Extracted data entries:
-- Opening Marker --

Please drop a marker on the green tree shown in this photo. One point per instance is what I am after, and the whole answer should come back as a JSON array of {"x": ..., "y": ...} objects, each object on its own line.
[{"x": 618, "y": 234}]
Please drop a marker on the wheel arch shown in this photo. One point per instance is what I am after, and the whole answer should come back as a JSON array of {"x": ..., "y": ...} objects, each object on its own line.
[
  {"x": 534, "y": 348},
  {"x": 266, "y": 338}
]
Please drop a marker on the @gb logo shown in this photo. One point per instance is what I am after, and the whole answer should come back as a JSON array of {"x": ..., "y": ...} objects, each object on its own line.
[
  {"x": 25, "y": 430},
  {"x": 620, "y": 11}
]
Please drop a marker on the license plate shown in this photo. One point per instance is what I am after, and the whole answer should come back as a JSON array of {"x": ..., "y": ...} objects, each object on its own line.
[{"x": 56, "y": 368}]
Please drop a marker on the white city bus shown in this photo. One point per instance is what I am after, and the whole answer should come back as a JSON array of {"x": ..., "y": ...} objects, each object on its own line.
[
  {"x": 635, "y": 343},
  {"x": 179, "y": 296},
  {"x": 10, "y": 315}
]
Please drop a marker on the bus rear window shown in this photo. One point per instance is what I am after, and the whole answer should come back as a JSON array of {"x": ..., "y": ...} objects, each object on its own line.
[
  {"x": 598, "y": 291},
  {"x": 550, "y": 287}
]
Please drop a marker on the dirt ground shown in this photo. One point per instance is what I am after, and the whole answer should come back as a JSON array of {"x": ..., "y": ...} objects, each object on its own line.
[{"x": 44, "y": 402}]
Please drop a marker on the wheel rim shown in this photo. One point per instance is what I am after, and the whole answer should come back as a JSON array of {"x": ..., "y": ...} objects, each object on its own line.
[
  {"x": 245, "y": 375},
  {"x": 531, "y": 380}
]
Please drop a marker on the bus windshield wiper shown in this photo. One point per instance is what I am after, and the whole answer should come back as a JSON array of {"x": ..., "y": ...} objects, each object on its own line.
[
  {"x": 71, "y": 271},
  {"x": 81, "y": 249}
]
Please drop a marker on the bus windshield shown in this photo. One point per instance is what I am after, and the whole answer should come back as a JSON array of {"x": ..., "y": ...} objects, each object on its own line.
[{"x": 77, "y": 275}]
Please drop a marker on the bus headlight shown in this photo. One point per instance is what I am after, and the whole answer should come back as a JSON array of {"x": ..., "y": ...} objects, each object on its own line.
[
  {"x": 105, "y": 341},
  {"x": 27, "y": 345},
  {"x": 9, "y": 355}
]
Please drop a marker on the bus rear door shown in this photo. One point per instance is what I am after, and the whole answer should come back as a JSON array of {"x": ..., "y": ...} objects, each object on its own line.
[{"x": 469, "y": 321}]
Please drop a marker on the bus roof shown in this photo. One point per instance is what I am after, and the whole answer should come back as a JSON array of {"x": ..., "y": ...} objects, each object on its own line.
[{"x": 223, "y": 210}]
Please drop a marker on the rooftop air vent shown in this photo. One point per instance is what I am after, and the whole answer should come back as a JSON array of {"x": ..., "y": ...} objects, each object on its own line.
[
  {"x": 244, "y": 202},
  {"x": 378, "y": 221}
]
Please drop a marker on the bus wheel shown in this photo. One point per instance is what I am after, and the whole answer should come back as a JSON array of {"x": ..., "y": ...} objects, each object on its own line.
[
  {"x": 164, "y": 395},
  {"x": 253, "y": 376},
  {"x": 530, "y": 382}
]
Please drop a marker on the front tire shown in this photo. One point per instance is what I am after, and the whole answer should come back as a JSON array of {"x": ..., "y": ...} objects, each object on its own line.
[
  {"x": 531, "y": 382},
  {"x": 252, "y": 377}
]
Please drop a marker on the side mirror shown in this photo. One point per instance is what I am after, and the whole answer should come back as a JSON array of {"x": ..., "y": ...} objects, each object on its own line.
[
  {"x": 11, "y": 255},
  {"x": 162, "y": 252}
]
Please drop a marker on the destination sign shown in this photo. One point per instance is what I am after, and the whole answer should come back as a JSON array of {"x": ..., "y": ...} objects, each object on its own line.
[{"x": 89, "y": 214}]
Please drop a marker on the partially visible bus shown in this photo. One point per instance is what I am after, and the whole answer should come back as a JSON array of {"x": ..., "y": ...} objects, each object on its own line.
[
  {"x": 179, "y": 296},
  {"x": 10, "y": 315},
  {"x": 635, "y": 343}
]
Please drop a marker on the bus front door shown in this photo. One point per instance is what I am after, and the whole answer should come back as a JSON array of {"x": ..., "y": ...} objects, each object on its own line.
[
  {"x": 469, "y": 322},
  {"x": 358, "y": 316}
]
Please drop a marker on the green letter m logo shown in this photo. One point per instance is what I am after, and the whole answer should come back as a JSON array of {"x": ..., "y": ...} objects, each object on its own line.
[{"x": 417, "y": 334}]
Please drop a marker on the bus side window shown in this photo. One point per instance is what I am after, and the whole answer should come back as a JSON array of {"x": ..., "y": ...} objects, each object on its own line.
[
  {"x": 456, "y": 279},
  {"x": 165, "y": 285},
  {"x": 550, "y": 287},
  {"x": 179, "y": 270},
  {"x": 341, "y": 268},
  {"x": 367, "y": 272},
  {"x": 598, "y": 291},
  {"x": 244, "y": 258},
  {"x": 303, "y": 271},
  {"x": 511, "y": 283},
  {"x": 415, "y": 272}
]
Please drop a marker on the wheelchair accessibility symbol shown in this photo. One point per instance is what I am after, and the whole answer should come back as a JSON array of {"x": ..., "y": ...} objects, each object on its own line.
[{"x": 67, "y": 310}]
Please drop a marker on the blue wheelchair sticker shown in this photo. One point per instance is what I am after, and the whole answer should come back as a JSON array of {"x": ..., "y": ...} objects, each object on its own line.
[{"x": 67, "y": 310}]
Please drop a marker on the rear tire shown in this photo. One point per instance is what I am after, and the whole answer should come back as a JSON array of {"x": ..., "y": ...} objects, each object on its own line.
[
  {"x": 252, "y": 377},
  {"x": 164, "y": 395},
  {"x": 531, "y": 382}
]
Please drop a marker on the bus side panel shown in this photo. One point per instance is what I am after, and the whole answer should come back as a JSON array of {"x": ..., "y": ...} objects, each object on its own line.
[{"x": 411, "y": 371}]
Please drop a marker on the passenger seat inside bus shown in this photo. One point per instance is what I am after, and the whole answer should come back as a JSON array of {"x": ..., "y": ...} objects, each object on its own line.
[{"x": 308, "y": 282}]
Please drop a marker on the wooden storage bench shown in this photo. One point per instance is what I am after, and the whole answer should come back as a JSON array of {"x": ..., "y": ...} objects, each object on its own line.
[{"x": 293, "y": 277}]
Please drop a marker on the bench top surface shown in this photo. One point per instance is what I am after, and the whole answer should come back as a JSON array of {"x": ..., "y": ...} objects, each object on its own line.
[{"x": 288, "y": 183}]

-- Closing Marker --

Keeping every word as it is, repeat all of the records.

Please drop a marker on the green tree shown in this photo. One point per instance is what I am after, and the whole answer should come back as a JSON array of {"x": ..., "y": ...} objects, each object on its own line.
[{"x": 618, "y": 234}]
Please drop a marker on the wheel arch shown in this photo. One point per instance is what I am after, and the whole answer should come back as a JSON array of {"x": ..., "y": ...} objects, each object on its own line.
[
  {"x": 534, "y": 348},
  {"x": 266, "y": 338}
]
Please drop a marker on the @gb logo shown in this photo. One point per instance is what I am after, and the whole answer should come back as a JSON array of {"x": ..., "y": ...} objects, each object on its own line.
[
  {"x": 25, "y": 430},
  {"x": 620, "y": 11}
]
Please drop a marker on the license plate shown in this photo. One point per instance is what I am after, and the whole answer should come back as a JSON array of {"x": ..., "y": ...} objects, each object on its own line.
[{"x": 56, "y": 368}]
Please drop a marker on the white city bus shown in this photo. One point per instance is what I am after, and the whole answer should come back as a JSON array of {"x": ..., "y": ...} objects, each object on its own line.
[
  {"x": 635, "y": 343},
  {"x": 179, "y": 296},
  {"x": 10, "y": 315}
]
Please drop a marker on the bus rear window shown in this photo. One point per instance is what I am after, and the whole answer should come back as a JSON array of {"x": ..., "y": ...} objects, each object on its own line.
[
  {"x": 598, "y": 291},
  {"x": 550, "y": 287}
]
Please drop a marker on the dirt ground shown in this photo. One point per instance is what I am after, and the whole answer should come back as a JSON array of {"x": ..., "y": ...} objects, each object on its own line.
[{"x": 44, "y": 402}]
Please drop a marker on the wheel rim shown in this photo. One point per instance is what I am after, and the whole answer should come back as a JSON array of {"x": ..., "y": ...} objects, each object on its own line.
[
  {"x": 245, "y": 375},
  {"x": 531, "y": 380}
]
Please drop a marker on the bus windshield wiper shown in this photo. One point per instance is what I am after, and the whole answer should come back as a JSON array of {"x": ..., "y": ...} objects, each object on its own line.
[
  {"x": 71, "y": 271},
  {"x": 81, "y": 249}
]
Please drop a marker on the bus windshield shown in this photo. One point per instance is what I am after, and the whole answer should come back as a JSON array of {"x": ..., "y": ...} objects, each object on its own line.
[{"x": 77, "y": 275}]
Please drop a marker on the bus headlight shown in this photo. One point per instance is what I am after, and the whole answer should come back as a JSON array of {"x": ..., "y": ...} objects, each object on its own line.
[
  {"x": 105, "y": 341},
  {"x": 27, "y": 345},
  {"x": 9, "y": 355}
]
Please drop a marker on the bus rear door shown in this photo. One point per instance is what I am after, and the whole answer should come back as a JSON array of {"x": ..., "y": ...} objects, each object on its own line.
[{"x": 469, "y": 321}]
Please drop a marker on the bus roof shown in this photo. One point per instance is what I am after, and the whole answer should come back as a JSON array of {"x": ..., "y": ...} objects, each object on its own line.
[{"x": 223, "y": 210}]
Please drop a marker on the rooftop air vent shown in this photo. One point per instance is what I am after, and the whole answer should come back as a JSON array of {"x": ..., "y": ...} objects, each object on its own line.
[
  {"x": 244, "y": 202},
  {"x": 378, "y": 221}
]
Please drop a marker on the bus wheel shown in this photo. One point per instance is what I am after, and the whole answer should come back as a JSON array of {"x": ..., "y": ...} objects, each object on its own line.
[
  {"x": 164, "y": 395},
  {"x": 253, "y": 376},
  {"x": 530, "y": 382}
]
Please drop a marker on the front tire shown in this photo. One point per instance is what I am after, and the whole answer should come back as a JSON array of {"x": ..., "y": ...} objects, each object on its own line.
[
  {"x": 531, "y": 382},
  {"x": 252, "y": 377}
]
Please drop a marker on the side mirror shown in this photo. One point per instance is what I am after, and the whole answer should come back as a JSON array of {"x": ..., "y": ...} objects, each object on its own line.
[
  {"x": 11, "y": 255},
  {"x": 162, "y": 252}
]
Please drop a marker on the destination sign shown in this photo. One point per instance is what I am after, and the whole answer should come back as a JSON array of {"x": ..., "y": ...} objects, each object on its own line.
[{"x": 89, "y": 214}]
Please drop a marker on the partially visible bus shown in this photo. One point per instance is what I am after, and the whole answer should come back as a JSON array of {"x": ..., "y": ...} objects, each object on its own line.
[
  {"x": 179, "y": 296},
  {"x": 10, "y": 315},
  {"x": 635, "y": 343}
]
Please drop a marker on the bus front door shown in this photo. One point per instance is what I am after, and the whole answer should come back as a JSON array of {"x": ..., "y": ...} objects, each object on its own line.
[
  {"x": 469, "y": 322},
  {"x": 358, "y": 316}
]
Please drop a marker on the green letter m logo shown in this photo. One point per instance is what I am after, and the whole answer should come back as a JSON array of {"x": ..., "y": ...} objects, each object on its own line.
[{"x": 417, "y": 334}]
Please drop a marker on the bus side window shown in this photo. One point per instance is what I am after, and the whole answer should come back as a JSON array of {"x": ..., "y": ...} objects, each object on its own line.
[
  {"x": 456, "y": 279},
  {"x": 165, "y": 285},
  {"x": 550, "y": 287},
  {"x": 179, "y": 270},
  {"x": 341, "y": 268},
  {"x": 367, "y": 272},
  {"x": 598, "y": 291},
  {"x": 244, "y": 258},
  {"x": 303, "y": 271},
  {"x": 511, "y": 283},
  {"x": 415, "y": 272}
]
Please drop a marker on the wheelchair accessibility symbol shown in this photo. One point per instance is what I am after, and the whole answer should come back as a JSON array of {"x": ..., "y": ...} objects, each object on its own line.
[{"x": 67, "y": 310}]
Please drop a marker on the blue wheelchair sticker shown in this photo. One point per instance is what I am after, and the whole answer should come back as a JSON array of {"x": ..., "y": ...} objects, each object on its own line.
[{"x": 67, "y": 310}]
Please drop a marker on the rear tire shown in this photo. One point per instance is what I am after, and the whole answer should come back as a JSON array of {"x": ..., "y": ...} objects, each object on its own line.
[
  {"x": 252, "y": 377},
  {"x": 164, "y": 395},
  {"x": 531, "y": 382}
]
Please drop a marker on the bus side panel shown in this photo. One point per instance is what I am after, and the whole answer should come back as a JSON array of {"x": ..., "y": ...} objects, each object on its own line.
[{"x": 411, "y": 371}]
Please drop a marker on the passenger seat inside bus shown in this photo. One point per instance is what I am after, and the whole answer should come back as a JSON array of {"x": ..., "y": ...} objects, each object on its own line.
[{"x": 308, "y": 282}]
Please drop a marker on the wooden storage bench shown in this photo. One point per instance is what I am after, and the whole answer should come back as a JSON array of {"x": ..., "y": ...} objects, each object on its own line.
[{"x": 293, "y": 277}]
Please drop a marker on the bench top surface shown in this photo. One point per instance is what I am after, and the whole answer should come back as a JSON array of {"x": ..., "y": ...} objects, each object on its own line.
[{"x": 288, "y": 183}]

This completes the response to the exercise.